§ **TEKSTBLOK**
◇ ◇ ◇ ◇ ◇ ◇ ◇

Voorafgaande aan onze perikoop gaat het over de schepping van de mens. Wij noemen dit het tweede scheppingsverhaal vanaf vers 4b. In dit verhaal wordt benadrukt dat JHWH, de Eeuwige, de mens uit de aarde schept. Met een telkens terugkerend woordspel in het Hebreeuwse adam, man/mens, en adama, grond, bodem, wordt dit onderstreept. De schepping van de mens staat in verbinding met hoe God hem maakt. Adam wordt uit stof geboetseerd, maar tegelijkertijd laat hij de tuin aanleggen, planten opgroeien en het water ophalen. Het water symboliseert hier het leven en geeft de mens een Koninklijke bestemming. De mens krijgt de opdracht om in gehoorzaamheid de aarde te bewerken en zal daar zijn profijt van hebben.

◇ ◇ ◇ ◇ ◇ ◇ ◇

§ **VASTGELEGDE GEGEVENS**
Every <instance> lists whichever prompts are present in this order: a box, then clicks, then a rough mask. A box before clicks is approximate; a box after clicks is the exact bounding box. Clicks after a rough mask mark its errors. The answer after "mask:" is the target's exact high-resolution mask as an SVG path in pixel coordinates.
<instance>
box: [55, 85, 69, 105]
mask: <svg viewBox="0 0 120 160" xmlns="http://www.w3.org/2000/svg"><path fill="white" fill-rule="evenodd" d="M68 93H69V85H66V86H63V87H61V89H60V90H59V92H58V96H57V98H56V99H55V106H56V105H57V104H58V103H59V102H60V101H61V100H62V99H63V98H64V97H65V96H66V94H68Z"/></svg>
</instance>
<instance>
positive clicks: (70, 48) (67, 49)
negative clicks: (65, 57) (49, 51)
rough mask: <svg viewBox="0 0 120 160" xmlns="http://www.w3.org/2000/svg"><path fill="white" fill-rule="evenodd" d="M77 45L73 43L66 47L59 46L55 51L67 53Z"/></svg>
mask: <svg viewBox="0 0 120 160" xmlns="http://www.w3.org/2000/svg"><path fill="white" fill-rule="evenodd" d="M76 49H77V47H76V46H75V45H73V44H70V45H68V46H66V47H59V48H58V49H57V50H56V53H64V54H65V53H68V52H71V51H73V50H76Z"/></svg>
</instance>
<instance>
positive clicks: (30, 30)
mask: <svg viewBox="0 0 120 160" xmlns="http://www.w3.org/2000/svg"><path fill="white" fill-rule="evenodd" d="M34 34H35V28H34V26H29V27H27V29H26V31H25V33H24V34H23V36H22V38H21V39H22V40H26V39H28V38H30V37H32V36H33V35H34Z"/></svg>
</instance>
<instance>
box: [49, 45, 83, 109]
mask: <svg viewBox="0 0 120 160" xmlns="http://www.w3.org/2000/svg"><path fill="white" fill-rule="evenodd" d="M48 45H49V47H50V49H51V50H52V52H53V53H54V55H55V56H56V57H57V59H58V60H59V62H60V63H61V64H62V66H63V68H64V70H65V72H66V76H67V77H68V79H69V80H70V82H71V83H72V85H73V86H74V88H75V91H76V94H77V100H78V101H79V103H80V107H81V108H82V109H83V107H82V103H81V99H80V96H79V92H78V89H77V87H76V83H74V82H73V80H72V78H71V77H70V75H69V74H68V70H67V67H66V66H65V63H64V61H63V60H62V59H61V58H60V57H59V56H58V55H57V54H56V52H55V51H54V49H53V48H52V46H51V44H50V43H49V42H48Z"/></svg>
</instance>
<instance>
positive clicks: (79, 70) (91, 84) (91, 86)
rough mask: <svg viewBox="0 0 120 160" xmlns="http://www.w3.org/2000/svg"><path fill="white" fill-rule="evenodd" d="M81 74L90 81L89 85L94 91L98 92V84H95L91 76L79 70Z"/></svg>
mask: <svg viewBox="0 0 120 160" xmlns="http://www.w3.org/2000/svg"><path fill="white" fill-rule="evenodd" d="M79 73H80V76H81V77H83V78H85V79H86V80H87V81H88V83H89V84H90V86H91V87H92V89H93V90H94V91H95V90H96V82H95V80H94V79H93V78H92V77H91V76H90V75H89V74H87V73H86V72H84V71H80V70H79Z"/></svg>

◇ ◇ ◇ ◇ ◇ ◇ ◇

§ **UIT TE VOEREN TAKEN**
1. Beantwoord de volgende vragen over de tekst over het tweede scheppingsverhaal:
(a) Vanaf welk vers begint volgens de tekst het tweede scheppingsverhaal?
(b) Welke twee Hebreeuwse woorden vormen het terugkerende woordspel?
(c) Wat symboliseert het water volgens de tekst?
2. Som alle handelingen op die God volgens de tekst over het tweede scheppingsverhaal laat gebeuren terwijl Adam uit stof wordt geboetseerd.
3. Zet de tekst over het tweede scheppingsverhaal voort na de laatste zin.

§ **SCHRIFTELIJKE ANTWOORDEN**
1.
(a) Vanaf vers 4b.
(b) Adam (man/mens) en adama (grond, bodem).
(c) Het leven.

2.
- de tuin aanleggen
- planten opgroeien
- het water ophalen

3.
In onze tekst kunnen we zeggen dat de tweede schepping van de mens plaatsvindt. De boodschap is dat gemeenschap belangrijk is. De mens kan niet alleen zijn en daarom worden er allerlei dieren geschapen. De mens moet ze een naam geven en dat houdt in dat hij een rentmeesterschap hier over krijgt. Maar dat blijkt niet genoeg. De mens heeft een partner nodig, iemand die is zoals hijzelf (v. 18). Hij heeft iemand nodig met wie hij zijn Koninklijke opdracht kan delen. In het scheppen van de vrouw laat God het gebeuren tijdens een diepe slaap (v. 21). Dat geeft aan dat de vrouw die wordt geschapen even autonoom is als de man en dat zij hetzelfde bestaansrecht heeft als de man. Het verhaal over de rib is waarschijnlijk een oud-klassiek verhaal dat een symbolische betekenis heeft. De rib zit dicht bij het hart van de mens en daar gaat het om. Het hart is de bron van zowel het intellect als de wil en daarmee wordt zij tot even volwaardig mens. De beschrijving maakt ook een toespeling op de aantrekkingskracht van de liefde, waarmee vanuit het hart de man en de vrouw tot elkaar worden aangetrokken. De liefde tussen mensen, tussen twee partners, tussen man en vrouw is de basis voor hun voortbestaan en ontwikkeling. Het samen zijn en samen horen is te zien in het woordspel van (Hebr. isj en isja – man en mannin). De eenheid, de gelijkwaardigheid en het samen delen van het Koninklijke idee van het mens-zijn, geven hun de roeping om ook zó te leven. De intentie van de Thora wordt: één zijn en elkaar met volledig respect en toewijding bejegenen.
Marcus 10,2-12(16)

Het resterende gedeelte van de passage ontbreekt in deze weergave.